-- Aim of the task --
Copy the records from the line that has "DETECT arched window" through the line that has "(2, 50), (118, 80)", substituting "cemetery" for "churchyard" and leaving everything else unchanged.

# # # #

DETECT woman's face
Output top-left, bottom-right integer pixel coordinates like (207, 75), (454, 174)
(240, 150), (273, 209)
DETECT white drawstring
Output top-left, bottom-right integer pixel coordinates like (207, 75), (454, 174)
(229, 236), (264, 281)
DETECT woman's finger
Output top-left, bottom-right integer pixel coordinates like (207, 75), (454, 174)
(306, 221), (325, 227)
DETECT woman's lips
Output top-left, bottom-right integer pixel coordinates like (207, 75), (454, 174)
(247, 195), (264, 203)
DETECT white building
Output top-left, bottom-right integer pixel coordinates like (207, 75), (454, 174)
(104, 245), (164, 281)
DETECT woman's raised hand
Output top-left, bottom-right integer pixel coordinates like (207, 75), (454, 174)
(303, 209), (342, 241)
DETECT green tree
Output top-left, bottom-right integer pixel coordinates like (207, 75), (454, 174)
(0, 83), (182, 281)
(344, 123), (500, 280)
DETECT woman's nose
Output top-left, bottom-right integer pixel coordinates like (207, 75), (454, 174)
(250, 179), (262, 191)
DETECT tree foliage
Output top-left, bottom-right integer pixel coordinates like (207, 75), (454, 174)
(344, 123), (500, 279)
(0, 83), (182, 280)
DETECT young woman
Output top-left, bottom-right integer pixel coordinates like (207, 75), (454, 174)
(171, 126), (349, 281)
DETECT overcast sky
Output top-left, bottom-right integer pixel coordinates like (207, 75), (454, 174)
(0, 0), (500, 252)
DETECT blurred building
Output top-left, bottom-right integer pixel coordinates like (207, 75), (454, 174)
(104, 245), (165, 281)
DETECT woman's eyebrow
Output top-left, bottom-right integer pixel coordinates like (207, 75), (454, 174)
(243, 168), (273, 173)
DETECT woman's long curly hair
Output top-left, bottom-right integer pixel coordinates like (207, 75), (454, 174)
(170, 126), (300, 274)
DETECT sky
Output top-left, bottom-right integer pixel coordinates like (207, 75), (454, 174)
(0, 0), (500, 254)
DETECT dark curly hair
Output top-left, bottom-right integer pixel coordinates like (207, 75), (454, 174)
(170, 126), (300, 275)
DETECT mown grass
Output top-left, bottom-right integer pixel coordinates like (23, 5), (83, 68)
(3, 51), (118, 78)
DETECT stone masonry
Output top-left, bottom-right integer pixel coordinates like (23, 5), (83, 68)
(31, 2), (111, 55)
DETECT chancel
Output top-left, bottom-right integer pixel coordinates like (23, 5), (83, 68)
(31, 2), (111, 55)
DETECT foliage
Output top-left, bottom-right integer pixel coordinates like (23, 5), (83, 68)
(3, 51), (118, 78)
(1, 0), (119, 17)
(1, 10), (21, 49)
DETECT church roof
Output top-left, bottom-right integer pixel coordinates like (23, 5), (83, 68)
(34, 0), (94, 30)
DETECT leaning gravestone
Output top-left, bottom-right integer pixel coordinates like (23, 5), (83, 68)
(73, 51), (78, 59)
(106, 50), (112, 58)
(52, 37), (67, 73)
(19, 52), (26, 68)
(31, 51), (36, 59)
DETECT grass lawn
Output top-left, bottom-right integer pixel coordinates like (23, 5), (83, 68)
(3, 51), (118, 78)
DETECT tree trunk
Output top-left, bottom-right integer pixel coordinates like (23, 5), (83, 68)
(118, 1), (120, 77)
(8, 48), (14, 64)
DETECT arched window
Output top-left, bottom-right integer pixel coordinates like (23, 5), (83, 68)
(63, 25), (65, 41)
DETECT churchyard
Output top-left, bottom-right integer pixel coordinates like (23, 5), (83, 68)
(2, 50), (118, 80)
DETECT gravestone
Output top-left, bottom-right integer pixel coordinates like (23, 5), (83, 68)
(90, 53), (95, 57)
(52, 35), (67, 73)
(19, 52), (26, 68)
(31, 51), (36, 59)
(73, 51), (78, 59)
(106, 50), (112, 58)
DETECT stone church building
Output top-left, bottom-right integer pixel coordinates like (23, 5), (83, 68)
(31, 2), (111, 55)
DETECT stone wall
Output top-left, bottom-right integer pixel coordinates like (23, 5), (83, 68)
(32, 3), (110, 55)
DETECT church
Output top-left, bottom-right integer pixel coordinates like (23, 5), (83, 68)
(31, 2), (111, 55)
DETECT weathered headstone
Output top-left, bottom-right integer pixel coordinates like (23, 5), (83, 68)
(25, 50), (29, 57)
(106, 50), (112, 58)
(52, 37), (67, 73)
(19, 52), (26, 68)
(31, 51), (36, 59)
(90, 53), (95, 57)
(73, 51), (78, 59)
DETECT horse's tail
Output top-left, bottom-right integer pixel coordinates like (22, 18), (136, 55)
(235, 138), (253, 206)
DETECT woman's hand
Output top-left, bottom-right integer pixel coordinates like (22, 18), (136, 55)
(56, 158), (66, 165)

# # # #

-- Answer to this task --
DETECT arched window
Output top-left, bottom-right integer pixel coordinates like (23, 5), (83, 68)
(63, 25), (65, 41)
DETECT cemetery
Output top-left, bottom-right integer pixel coordinates like (23, 5), (83, 68)
(2, 50), (118, 80)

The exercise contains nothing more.